--- OBJECTIVES ---
**A)** Quote the passage on Roosevelt's first days as President word for word, starting at "So he sat back" and ending at "on March 9.".
**B)** In the passage on Roosevelt's first days as President, who reported favorably on the power to act under the 1917 law?
**C)** Carry on the account of Roosevelt's first days as President from the point where it stops.

Later in the day Roosevelt conferred with a set of congressional leaders equally diverse in party and ideology. In a diary that he kept for two days and then gave up, Roosevelt gave the best account of the early meetings: “Conferences with Senator Glass, Hiram Johnson, Joe Robinson and Congressmen Steagall and Byrnes and Minority Leader Snell.” All approved the President’s calling a special session of Congress. “Secretary Woodin reported bankers’ representatives much at sea as to what to do. Concluded that forty-eight different methods of handling banking situation impossible. Attorney General Cummings reported favorably on power to act under 1917 law, giving the President power to license, regulate, etc., export, hoarding, earmarking of gold or currency. Based on this opinion and on emergency decided on Proclamation declaring banking holiday.” Then supper with Franklin Jr. and John before they returned to school, a talk with several reporters, a five-minute radio address for the American Legion, a late visit from Hull, and “Bed.”

The next morning this leader, so ready for action, had an unnerving experience. Wheeled over by his valet to his office in the West Wing, he was left there alone in a big empty room. “There was nothing to be seen and nothing to be heard,” as Tugwell was later to relate Roosevelt’s account. “And for a few dreadful moments he hadn’t a thought. He knew that the stimulus of human contact would break the spell; but where was everybody?” He felt physically helpless, paralyzed—but much worse, he wondered whether the national paralysis had struck to the center. “There must be buttons to push, but he couldn’t see them. He pulled out a drawer or two; they had been cleaned out.”

So he sat back in his chair and simply shouted. That shout brought his aides running. And with that shout there began what would go down in history as the “Hundred Days.”

March 5
—The President declared that an “extraordinary occasion” required Congress to convene on March 9.

March 6
—The President proclaimed a bank holiday. This was an act of psychological leadership. The banks already
were
closed, by their own action or that of the states. Roosevelt played his role of crisis leader with such skill that his action in
keeping
the banks closed struck people with bracing effect. The far more daunting problem was reopening the banks in a way that would help them stay open, and here, in Frank Freidel’s judgment, he had no clear idea. He relied on his own brain trusters, but
even more on bankers and holdovers from the Hoover Administration— men who were cautious and conservative. The money-changers, chortled the left-wing press, were back in the temple.

March 10
—The President asked Congress for authority to make “drastic economies” in government. “Too often in recent history,” he said, “liberal governments have been wrecked on rocks of loose fiscal policy.” National recovery depended on frugality. The address was straight out of the Chamber of Commerce—and Roosevelt’s Pittsburgh campaign promises. Caught by surprise, lobbyists for veterans’ groups wired their state and local bodies that benefits were in danger. The Democratic leadership in the House put down a revolt among the rank and file.

March 13
—Beer! The President urged on Congress the legalization of the manufacture and sale of beer and light wines—the first step toward the repeal of the Volstead Act.

March 16
—The President asked for a “new means to rescue agriculture”—an Agricultural Adjustment Act to hike farmers’ buying power, slacken the pressure of farm mortgages, and raise the value of farm loans made by banks. It was none too soon. Angry farmers took matters into their own hands even as the bill was debated. Mobs of Iowans stopped eviction sales, manhandled bank agents and special deputies, fought with National Guard troops. In one town a “foreclosing judge” was dragged from his bench by masked men, mauled, half-strangled by a hangman’s noose, forced to his knees, told to pray. When he entreated, “Oh Lord, I pray thee, do justice to all men,” but still would not promise to drop the foreclosure proceeding, he was left half naked, smeared with dirt and grease.

--- STORED DATA ---
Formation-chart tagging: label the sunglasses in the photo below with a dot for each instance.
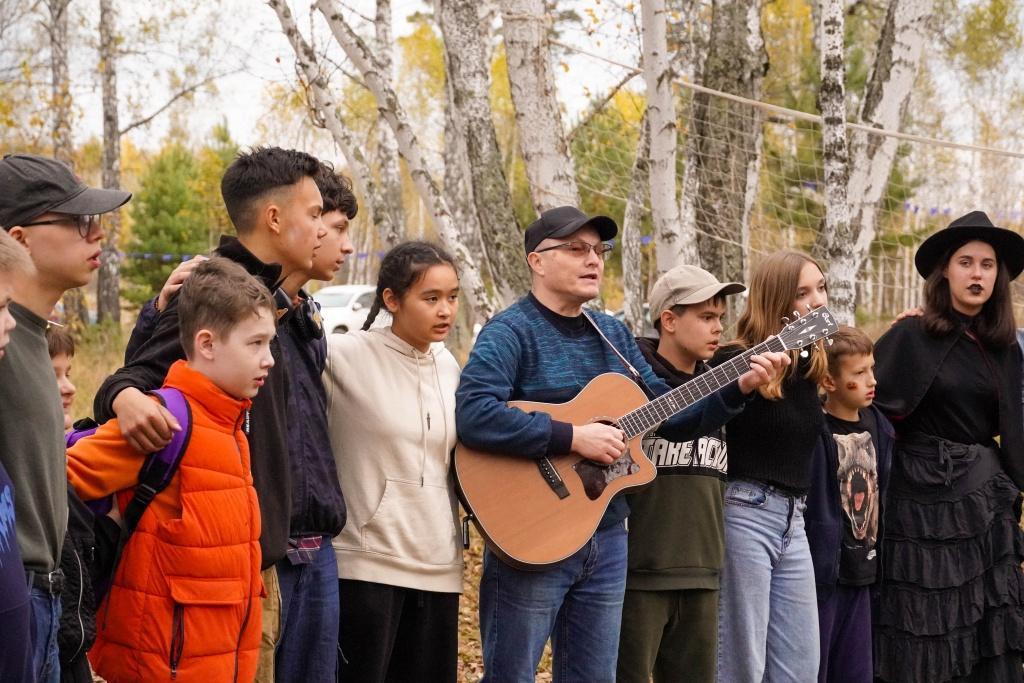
(84, 224)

--- ANSWERS ---
**A)**
So he sat back in his chair and simply shouted. That shout brought his aides running. And with that shout there began what would go down in history as the “Hundred Days.”

March 5
—The President declared that an “extraordinary occasion” required Congress to convene on March 9.

**B)** Attorney General Cummings

**C)**
March 21
—The President proposed a bill close to his own heart—a Civilian Conservation Corps that would put tens of thousands of jobless young men to work in the nation’s woodlands to protect the forests, fight floods and soil erosion—and in the process regenerate themselves and their skills. Like all big projects, he had told reporters earlier, “It is in a sense experimental, therefore we do not want to launch it on too big a scale until we know how practical it is.” Congress legislated the plan before the end of the month. In the same message the President asked for a big program of federal emergency relief to feed and clothe millions of destitute Americans; Congress gave him this bill within two months.

March 29
—The President urged on Congress the federal supervision of investment securities, because of the “obligation upon us to insist that every issue of new securities to be sold in interstate commerce shall be accompanied by full publicity and information.” To the old doctrine of caveat emptor, he said, must be added the further doctrine: “Let the seller
also beware.” Roosevelt had no completed bill to offer—only the services of advisers who were already battling among themselves over the bill and were soon negotiating a tangle of policy concepts and specifics with members of Congress and their staffs. There was strong support on the Hill, however, especially on the part of Sam Rayburn of Texas and other old Wilsonians, and Congress passed in May a bill levying heavy penalties for failing to file full and honest information with the government.

April 5
—By executive order the President prohibited “the hoarding of gold coin, gold bullion, and gold certificates” and directed all holders of gold to turn it over to a bank, in order to strengthen the nation’s financial structure and “to give the Government that element of freedom of action” necessary as the “very basis of its monetary goal and objective.”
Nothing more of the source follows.